-------- Extracted information

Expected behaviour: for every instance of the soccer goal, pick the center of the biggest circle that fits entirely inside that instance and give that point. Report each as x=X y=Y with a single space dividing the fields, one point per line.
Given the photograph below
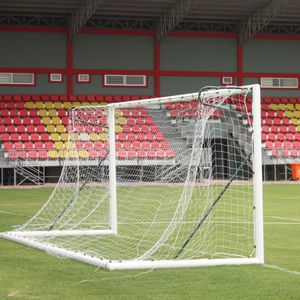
x=158 y=183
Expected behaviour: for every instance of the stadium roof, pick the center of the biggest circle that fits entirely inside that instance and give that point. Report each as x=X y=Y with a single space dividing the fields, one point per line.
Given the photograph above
x=247 y=17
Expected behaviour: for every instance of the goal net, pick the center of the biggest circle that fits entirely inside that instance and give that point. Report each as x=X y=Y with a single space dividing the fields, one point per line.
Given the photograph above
x=163 y=182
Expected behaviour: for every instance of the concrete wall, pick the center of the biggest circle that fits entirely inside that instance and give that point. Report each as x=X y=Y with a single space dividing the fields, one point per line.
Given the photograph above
x=198 y=54
x=105 y=52
x=32 y=50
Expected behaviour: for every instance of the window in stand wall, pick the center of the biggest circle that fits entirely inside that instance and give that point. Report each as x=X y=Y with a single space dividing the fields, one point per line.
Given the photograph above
x=83 y=78
x=17 y=79
x=55 y=77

----------------

**To do:**
Return the listing verbatim, pictures omitted.

**Answer section:**
Expected behaviour: for every instance of the soccer goal, pick the center of the biggest circle that fits entirely inside that instance and give that point. Report each as x=X y=Y with a single space dividing the fields, one point per line.
Given the photograph below
x=158 y=183
Expected behaviour: for every instance of the stadium roof, pick the center of the biggest circle that fits entirely inside that instance and give that point. Report each as x=X y=Y with a single space dividing the fields, one point per line.
Given the photograph above
x=247 y=17
Expected behaviour: for every instance of the goal net, pick the center of the biggest circle that fits entirely inside that instance and give that point. Report each as x=X y=Y with a single space dividing the fields, one point per line.
Given the photograph above
x=163 y=182
Expected behaviour: for every instance of the concrete wall, pick the center of the biggest circle that fits entirely inside that instance and give that point. Report each as x=X y=Y with a single space dividing the fields, one point per line.
Given the photograph above
x=198 y=54
x=105 y=52
x=32 y=50
Expected behaviour: for every instance of the window in stand wall, pick the center of the biggest circle that fits entirely inside that instance and give that point. Report each as x=X y=Y with a single space dividing the fields, one point per line.
Given the photograph above
x=83 y=78
x=17 y=79
x=55 y=77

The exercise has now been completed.